>> Begin Records provided

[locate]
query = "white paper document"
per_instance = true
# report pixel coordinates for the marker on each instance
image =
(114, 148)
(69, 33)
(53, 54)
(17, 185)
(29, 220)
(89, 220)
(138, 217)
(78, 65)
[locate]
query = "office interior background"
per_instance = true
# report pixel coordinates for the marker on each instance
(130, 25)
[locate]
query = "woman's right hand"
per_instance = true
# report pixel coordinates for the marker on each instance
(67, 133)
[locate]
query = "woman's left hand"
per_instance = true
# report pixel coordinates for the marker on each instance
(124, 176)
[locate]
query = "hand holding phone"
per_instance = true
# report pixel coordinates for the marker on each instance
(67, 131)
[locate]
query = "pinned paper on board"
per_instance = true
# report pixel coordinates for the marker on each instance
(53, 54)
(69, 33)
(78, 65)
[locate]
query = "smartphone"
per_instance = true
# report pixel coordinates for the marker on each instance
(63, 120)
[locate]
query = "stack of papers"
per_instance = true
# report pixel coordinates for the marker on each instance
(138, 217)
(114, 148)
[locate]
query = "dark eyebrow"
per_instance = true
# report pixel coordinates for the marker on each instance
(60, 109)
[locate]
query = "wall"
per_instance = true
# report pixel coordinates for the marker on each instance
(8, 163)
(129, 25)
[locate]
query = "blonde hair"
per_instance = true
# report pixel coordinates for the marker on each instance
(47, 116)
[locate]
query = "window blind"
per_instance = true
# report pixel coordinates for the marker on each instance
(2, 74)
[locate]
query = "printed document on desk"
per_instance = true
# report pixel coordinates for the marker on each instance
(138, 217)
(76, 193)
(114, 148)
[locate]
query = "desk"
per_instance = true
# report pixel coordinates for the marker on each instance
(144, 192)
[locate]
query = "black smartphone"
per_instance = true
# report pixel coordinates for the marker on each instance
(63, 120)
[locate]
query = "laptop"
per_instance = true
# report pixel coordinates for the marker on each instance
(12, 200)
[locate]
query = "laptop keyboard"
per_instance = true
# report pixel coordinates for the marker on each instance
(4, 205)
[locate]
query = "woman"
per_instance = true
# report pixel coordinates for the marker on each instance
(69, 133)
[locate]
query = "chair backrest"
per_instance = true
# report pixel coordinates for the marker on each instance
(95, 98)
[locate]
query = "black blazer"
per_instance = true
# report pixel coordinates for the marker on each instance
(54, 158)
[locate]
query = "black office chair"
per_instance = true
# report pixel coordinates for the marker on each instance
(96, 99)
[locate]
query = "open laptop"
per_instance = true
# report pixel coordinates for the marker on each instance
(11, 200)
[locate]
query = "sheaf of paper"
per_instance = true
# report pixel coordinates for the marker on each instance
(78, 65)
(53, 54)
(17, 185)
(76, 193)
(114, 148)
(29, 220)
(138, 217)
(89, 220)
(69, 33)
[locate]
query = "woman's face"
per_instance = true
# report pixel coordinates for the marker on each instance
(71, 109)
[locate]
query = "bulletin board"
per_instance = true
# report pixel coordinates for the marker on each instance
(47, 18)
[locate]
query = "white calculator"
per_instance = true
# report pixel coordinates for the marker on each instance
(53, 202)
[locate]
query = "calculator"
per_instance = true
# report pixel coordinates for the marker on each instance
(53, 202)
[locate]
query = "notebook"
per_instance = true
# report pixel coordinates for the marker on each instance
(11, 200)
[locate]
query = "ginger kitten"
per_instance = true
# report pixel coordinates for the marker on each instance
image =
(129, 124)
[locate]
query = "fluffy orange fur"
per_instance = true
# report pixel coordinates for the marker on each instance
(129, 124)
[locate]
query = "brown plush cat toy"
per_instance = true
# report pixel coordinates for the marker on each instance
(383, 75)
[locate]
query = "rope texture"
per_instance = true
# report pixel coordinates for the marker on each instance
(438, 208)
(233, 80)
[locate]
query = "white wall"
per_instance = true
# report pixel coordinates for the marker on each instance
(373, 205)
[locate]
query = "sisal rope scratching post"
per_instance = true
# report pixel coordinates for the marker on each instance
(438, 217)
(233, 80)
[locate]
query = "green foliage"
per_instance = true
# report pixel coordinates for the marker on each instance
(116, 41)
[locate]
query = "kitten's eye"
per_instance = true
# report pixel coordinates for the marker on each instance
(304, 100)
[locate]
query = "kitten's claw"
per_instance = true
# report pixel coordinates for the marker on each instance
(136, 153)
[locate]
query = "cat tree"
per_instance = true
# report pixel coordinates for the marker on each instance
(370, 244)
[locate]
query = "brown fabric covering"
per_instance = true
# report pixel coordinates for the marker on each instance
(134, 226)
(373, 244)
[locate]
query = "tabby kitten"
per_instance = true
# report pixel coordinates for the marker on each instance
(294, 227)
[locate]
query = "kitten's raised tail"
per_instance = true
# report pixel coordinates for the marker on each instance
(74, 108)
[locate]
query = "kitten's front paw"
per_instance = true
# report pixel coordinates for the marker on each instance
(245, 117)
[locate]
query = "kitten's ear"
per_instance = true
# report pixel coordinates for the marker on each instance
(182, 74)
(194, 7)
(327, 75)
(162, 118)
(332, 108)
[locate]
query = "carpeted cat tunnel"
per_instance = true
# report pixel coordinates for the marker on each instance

>> End Records provided

Every line above should be retyped exactly as given.

Answer for the task ->
[locate]
query = "white paper document"
per_instance = true
# report pixel coordinates for the marker on each instance
image =
(114, 148)
(69, 33)
(53, 54)
(17, 185)
(29, 220)
(89, 220)
(138, 217)
(78, 65)
[locate]
query = "office interior background"
per_instance = true
# report pixel coordinates for the marker on each instance
(130, 25)
[locate]
query = "woman's right hand"
per_instance = true
# report pixel coordinates for the marker on each instance
(67, 133)
[locate]
query = "woman's left hand"
per_instance = true
# report pixel coordinates for the marker on each instance
(124, 176)
[locate]
query = "hand holding phone"
per_instance = true
# report pixel coordinates for the marker on each instance
(67, 131)
[locate]
query = "pinned paper on board"
per_instance = true
# report pixel coordinates for the marker on each instance
(53, 54)
(69, 33)
(78, 65)
[locate]
query = "smartphone"
per_instance = true
# report pixel coordinates for the marker on each instance
(63, 120)
[locate]
query = "stack of papers"
per_instance = true
# report pixel coordinates for the marker on each instance
(138, 217)
(114, 148)
[locate]
query = "dark eyebrow"
per_instance = true
# report pixel coordinates for the marker on each instance
(60, 109)
[locate]
query = "wall"
per_instance = true
# report pixel coordinates for the marker on each instance
(8, 163)
(129, 25)
[locate]
query = "blonde hair"
per_instance = true
# report pixel coordinates for the marker on each instance
(47, 116)
[locate]
query = "window blind"
per_instance = true
# report pixel coordinates for the marker on each instance
(2, 74)
[locate]
query = "printed document on desk"
per_instance = true
# report pixel coordinates for the marker on each instance
(138, 217)
(76, 193)
(114, 148)
[locate]
query = "desk"
per_instance = true
# report pixel coordinates for the marker on each instance
(144, 192)
[locate]
query = "black smartphone"
per_instance = true
# report pixel coordinates for the marker on each instance
(63, 120)
[locate]
query = "laptop"
per_instance = true
# report pixel coordinates for the marker on each instance
(12, 200)
[locate]
query = "laptop keyboard"
per_instance = true
# report pixel coordinates for the marker on each instance
(4, 205)
[locate]
query = "woman"
per_instance = true
# report pixel coordinates for the marker on each instance
(69, 133)
[locate]
query = "chair backrest"
per_instance = true
# report pixel coordinates for the marker on each instance
(95, 98)
[locate]
query = "black blazer"
per_instance = true
# report pixel coordinates for the marker on each instance
(54, 158)
[locate]
query = "black office chair"
per_instance = true
# report pixel coordinates for the marker on each instance
(96, 99)
[locate]
query = "open laptop"
per_instance = true
# report pixel coordinates for the marker on each instance
(11, 200)
[locate]
query = "sheaf of paper"
per_instance = true
# report pixel coordinates for the marker on each instance
(78, 65)
(53, 54)
(17, 185)
(76, 193)
(114, 148)
(29, 220)
(138, 217)
(89, 220)
(69, 33)
[locate]
query = "woman's face"
per_instance = true
# report pixel coordinates for the marker on each instance
(71, 109)
[locate]
query = "bulletin board"
per_instance = true
# report pixel coordinates for the marker on each instance
(47, 18)
[locate]
query = "white calculator"
per_instance = true
# report pixel coordinates for the marker on each instance
(53, 202)
[locate]
query = "calculator"
per_instance = true
# report pixel coordinates for the marker on each instance
(53, 202)
[locate]
query = "notebook"
per_instance = true
# report pixel coordinates for the marker on each instance
(11, 200)
[locate]
query = "ginger kitten"
per_instance = true
# report pixel coordinates for the marker on each instance
image =
(129, 124)
[locate]
query = "fluffy orange fur"
per_instance = true
# report pixel coordinates for the marker on each instance
(129, 124)
[locate]
query = "brown plush cat toy"
per_instance = true
# report pixel coordinates for the marker on each instance
(383, 75)
[locate]
query = "rope texture"
per_instance = true
# report pixel coordinates for the marker on each instance
(438, 208)
(233, 80)
[locate]
query = "white wall"
per_instance = true
# report pixel coordinates for the marker on each instance
(373, 205)
[locate]
query = "sisal rope scratching post"
per_instance = true
# report pixel coordinates for the marker on each instance
(438, 217)
(233, 80)
[locate]
query = "green foliage"
per_instance = true
# report pixel coordinates for the marker on each instance
(116, 41)
[locate]
query = "kitten's eye"
per_instance = true
# report pixel coordinates for the marker on each instance
(304, 100)
[locate]
query = "kitten's claw"
per_instance = true
# report pixel coordinates for the marker on each instance
(136, 153)
[locate]
query = "cat tree"
per_instance = true
# report pixel coordinates for the marker on each instance
(370, 244)
[locate]
query = "brown fabric covering"
per_instance = true
# report pixel coordinates for the marker on each instance
(134, 226)
(373, 244)
[locate]
query = "tabby kitten"
per_instance = true
# report pixel coordinates for the marker on each instance
(294, 227)
[locate]
query = "kitten's raised tail"
per_instance = true
# report pixel coordinates for the marker on each instance
(74, 108)
[locate]
query = "kitten's front paw"
per_instance = true
# report pixel coordinates for the marker on each instance
(245, 117)
[locate]
query = "kitten's ear"
per_instance = true
# report pixel coordinates for the marker on each instance
(182, 74)
(194, 7)
(327, 75)
(162, 118)
(332, 108)
[locate]
query = "carpeted cat tunnel"
per_instance = true
# report pixel coordinates for the marker on each instance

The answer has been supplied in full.